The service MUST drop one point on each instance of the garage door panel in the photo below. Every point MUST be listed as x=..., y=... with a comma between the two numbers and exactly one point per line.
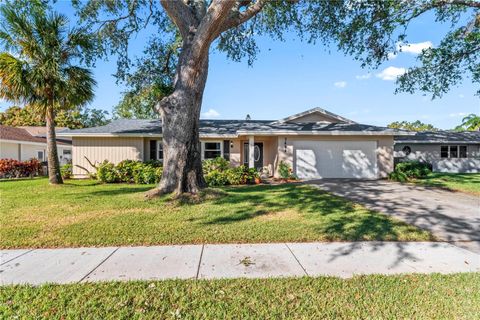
x=335, y=159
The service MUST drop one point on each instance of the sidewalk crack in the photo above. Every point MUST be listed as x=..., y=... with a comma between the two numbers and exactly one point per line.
x=298, y=261
x=101, y=262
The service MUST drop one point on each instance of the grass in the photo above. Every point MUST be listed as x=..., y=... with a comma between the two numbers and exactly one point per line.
x=463, y=182
x=86, y=213
x=413, y=296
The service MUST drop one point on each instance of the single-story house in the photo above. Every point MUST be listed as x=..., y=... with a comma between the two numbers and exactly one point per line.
x=25, y=143
x=315, y=143
x=447, y=151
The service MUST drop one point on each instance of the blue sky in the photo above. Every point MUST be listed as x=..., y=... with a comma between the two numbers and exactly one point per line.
x=290, y=77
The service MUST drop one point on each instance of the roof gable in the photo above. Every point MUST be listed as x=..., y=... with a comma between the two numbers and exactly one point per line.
x=315, y=115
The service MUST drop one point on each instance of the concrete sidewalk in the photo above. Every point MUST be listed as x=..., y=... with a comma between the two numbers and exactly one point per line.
x=342, y=259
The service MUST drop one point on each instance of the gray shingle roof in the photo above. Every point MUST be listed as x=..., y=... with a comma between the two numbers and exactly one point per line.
x=229, y=127
x=441, y=137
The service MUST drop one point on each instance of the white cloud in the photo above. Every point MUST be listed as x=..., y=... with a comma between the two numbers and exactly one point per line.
x=211, y=113
x=458, y=114
x=391, y=73
x=391, y=55
x=414, y=48
x=363, y=76
x=340, y=84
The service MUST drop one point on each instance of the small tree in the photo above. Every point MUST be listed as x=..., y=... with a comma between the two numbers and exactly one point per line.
x=469, y=123
x=412, y=126
x=37, y=67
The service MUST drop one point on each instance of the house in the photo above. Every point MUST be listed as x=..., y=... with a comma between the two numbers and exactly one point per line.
x=315, y=143
x=447, y=151
x=25, y=143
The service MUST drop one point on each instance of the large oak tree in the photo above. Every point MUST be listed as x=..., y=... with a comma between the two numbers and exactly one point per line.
x=185, y=30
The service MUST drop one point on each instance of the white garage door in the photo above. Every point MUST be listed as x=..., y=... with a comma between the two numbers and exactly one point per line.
x=335, y=159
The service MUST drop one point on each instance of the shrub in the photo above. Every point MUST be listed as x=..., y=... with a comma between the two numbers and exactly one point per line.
x=10, y=168
x=285, y=171
x=407, y=170
x=216, y=178
x=130, y=171
x=126, y=170
x=219, y=164
x=66, y=171
x=106, y=172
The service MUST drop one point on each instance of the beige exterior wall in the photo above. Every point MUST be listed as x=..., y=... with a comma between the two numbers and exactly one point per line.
x=275, y=149
x=9, y=150
x=431, y=152
x=384, y=149
x=98, y=149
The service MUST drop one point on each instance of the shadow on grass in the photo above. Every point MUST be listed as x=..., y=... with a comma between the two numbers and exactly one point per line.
x=333, y=217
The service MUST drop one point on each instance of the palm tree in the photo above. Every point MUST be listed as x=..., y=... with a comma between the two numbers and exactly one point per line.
x=37, y=68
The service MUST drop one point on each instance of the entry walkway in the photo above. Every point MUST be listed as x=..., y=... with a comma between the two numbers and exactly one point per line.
x=342, y=259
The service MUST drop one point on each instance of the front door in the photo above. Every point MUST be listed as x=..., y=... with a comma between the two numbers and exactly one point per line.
x=257, y=154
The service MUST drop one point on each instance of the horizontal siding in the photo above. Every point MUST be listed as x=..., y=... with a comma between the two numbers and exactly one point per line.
x=114, y=149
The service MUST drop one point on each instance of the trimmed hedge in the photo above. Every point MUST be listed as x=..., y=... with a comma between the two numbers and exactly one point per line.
x=408, y=170
x=217, y=172
x=10, y=168
x=130, y=171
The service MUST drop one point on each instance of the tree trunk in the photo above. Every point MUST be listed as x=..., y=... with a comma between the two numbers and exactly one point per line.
x=54, y=175
x=180, y=114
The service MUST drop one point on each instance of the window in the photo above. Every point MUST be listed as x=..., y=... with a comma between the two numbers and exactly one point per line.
x=407, y=150
x=211, y=150
x=159, y=150
x=453, y=151
x=463, y=152
x=444, y=151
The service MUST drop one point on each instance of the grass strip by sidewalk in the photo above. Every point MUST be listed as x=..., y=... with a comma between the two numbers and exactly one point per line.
x=34, y=214
x=365, y=297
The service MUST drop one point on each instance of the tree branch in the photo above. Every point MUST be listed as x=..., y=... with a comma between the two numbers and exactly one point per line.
x=236, y=17
x=180, y=14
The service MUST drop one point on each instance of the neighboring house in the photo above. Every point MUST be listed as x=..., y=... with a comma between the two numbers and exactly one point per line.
x=447, y=151
x=25, y=143
x=315, y=143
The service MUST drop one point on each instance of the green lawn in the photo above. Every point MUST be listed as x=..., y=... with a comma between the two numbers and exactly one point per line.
x=86, y=213
x=367, y=297
x=464, y=182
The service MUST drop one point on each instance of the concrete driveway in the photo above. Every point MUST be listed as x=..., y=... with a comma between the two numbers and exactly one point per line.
x=450, y=216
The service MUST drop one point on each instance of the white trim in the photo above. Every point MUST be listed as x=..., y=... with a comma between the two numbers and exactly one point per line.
x=203, y=148
x=324, y=133
x=24, y=142
x=315, y=110
x=436, y=142
x=159, y=144
x=134, y=135
x=449, y=153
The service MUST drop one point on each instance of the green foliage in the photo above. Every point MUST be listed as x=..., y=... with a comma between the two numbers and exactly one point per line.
x=217, y=172
x=369, y=30
x=130, y=171
x=106, y=172
x=469, y=123
x=412, y=126
x=407, y=170
x=74, y=119
x=66, y=171
x=285, y=171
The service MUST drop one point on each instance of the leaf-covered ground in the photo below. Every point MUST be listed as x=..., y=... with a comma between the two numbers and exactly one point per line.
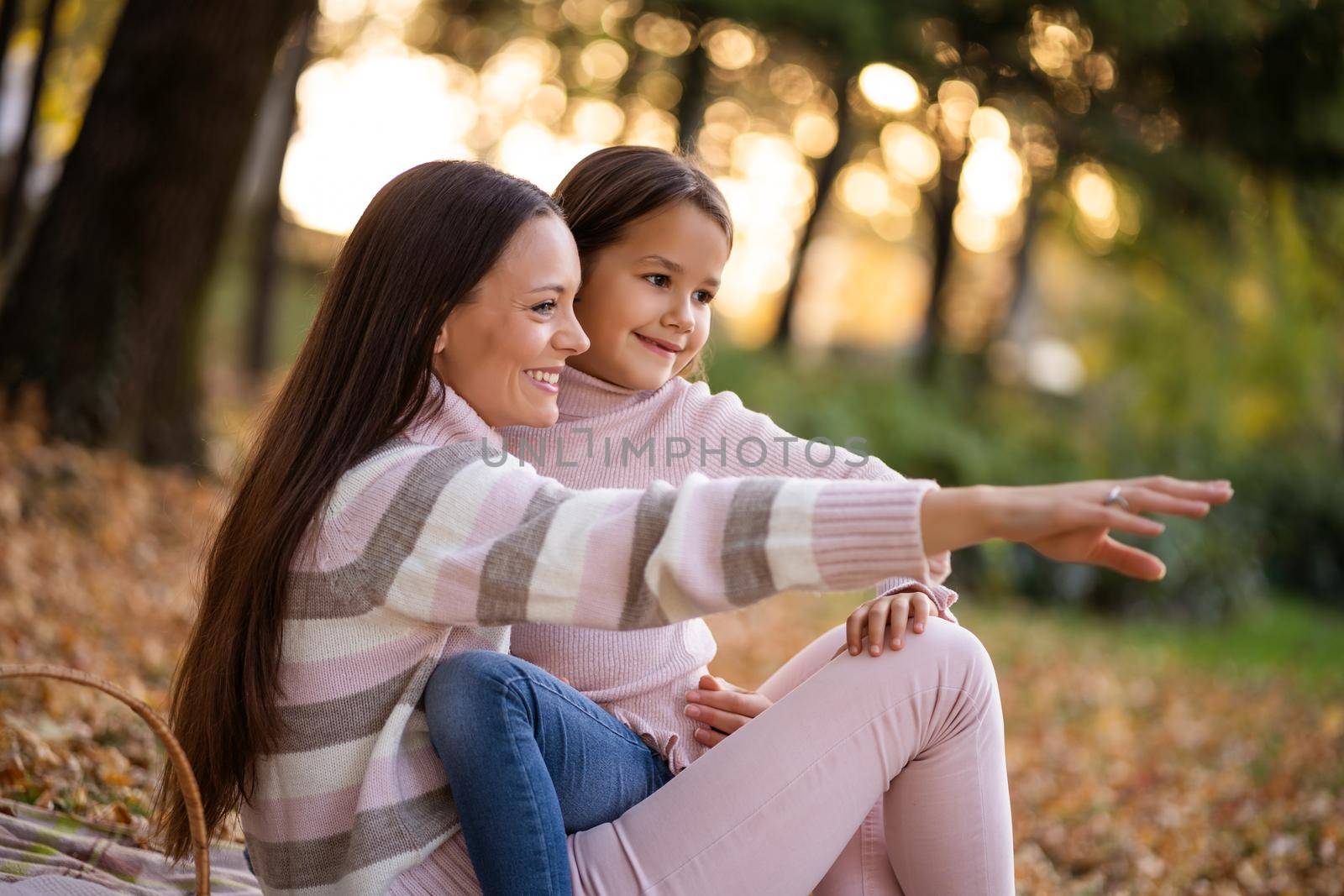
x=1132, y=770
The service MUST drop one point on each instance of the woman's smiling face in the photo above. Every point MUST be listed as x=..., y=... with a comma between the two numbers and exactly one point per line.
x=645, y=300
x=504, y=348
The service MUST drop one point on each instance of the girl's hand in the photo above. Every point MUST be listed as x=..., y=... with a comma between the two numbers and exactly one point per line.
x=723, y=707
x=873, y=617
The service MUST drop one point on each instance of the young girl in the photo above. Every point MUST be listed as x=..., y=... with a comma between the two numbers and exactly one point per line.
x=654, y=235
x=375, y=531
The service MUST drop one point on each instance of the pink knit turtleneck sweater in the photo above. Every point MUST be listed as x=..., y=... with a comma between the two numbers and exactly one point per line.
x=615, y=437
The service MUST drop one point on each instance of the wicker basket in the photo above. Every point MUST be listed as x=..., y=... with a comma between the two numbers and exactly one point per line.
x=186, y=779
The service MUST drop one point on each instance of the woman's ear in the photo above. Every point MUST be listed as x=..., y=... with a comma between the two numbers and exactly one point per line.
x=441, y=340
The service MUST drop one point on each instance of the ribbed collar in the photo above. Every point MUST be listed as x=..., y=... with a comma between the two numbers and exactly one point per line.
x=584, y=396
x=448, y=418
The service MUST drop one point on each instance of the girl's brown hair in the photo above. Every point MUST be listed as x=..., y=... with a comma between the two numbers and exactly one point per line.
x=620, y=184
x=363, y=374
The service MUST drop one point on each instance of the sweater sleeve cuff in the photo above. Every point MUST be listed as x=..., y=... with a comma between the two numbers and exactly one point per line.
x=941, y=595
x=866, y=531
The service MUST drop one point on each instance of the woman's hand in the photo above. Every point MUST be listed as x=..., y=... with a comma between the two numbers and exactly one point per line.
x=723, y=707
x=1070, y=521
x=873, y=618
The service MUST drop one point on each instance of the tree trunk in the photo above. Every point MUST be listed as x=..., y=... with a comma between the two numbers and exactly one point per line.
x=8, y=15
x=17, y=199
x=690, y=107
x=933, y=340
x=279, y=114
x=827, y=172
x=102, y=313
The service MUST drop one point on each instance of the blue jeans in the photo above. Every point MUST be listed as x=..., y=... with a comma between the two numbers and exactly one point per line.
x=530, y=761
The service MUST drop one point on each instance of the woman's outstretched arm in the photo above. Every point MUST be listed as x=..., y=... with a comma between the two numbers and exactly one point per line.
x=448, y=537
x=759, y=446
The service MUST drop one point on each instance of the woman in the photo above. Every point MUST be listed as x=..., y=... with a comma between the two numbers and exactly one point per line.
x=654, y=235
x=375, y=530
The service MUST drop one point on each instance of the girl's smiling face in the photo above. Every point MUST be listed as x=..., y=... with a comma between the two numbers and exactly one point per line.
x=645, y=298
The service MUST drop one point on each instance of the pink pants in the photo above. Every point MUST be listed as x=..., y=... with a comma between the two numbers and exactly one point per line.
x=786, y=805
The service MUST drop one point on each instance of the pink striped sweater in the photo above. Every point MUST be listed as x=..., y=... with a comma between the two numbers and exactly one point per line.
x=642, y=676
x=434, y=544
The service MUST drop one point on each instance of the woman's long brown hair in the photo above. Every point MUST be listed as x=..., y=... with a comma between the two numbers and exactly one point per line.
x=620, y=184
x=363, y=374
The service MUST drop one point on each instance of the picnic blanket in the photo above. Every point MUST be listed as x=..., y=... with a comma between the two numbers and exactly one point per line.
x=50, y=853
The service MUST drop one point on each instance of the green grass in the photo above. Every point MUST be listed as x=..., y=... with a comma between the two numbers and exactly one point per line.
x=1288, y=638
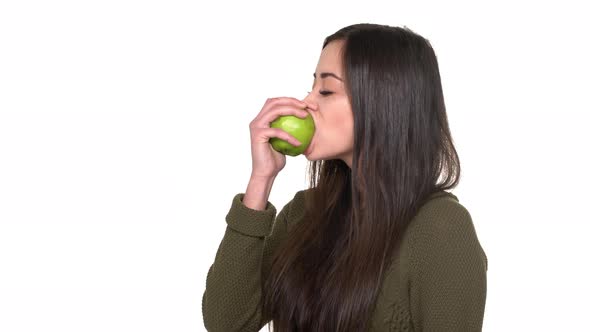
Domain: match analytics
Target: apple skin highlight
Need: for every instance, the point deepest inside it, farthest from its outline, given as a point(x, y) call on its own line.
point(302, 129)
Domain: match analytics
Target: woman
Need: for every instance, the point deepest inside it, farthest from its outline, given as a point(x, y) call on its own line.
point(376, 243)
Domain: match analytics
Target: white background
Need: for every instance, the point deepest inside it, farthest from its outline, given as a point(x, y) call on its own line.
point(124, 136)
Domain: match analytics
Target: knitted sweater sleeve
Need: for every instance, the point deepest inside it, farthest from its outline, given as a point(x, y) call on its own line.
point(233, 291)
point(448, 270)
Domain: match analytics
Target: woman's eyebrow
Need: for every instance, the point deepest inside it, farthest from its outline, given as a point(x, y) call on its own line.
point(324, 75)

Exercise directions: Your answer should be the lines of the records that include the word "Target".

Answer space:
Target: apple skin highlight
Target: woman
Target: white background
Target: knitted sweater sleeve
Target: woman's eyebrow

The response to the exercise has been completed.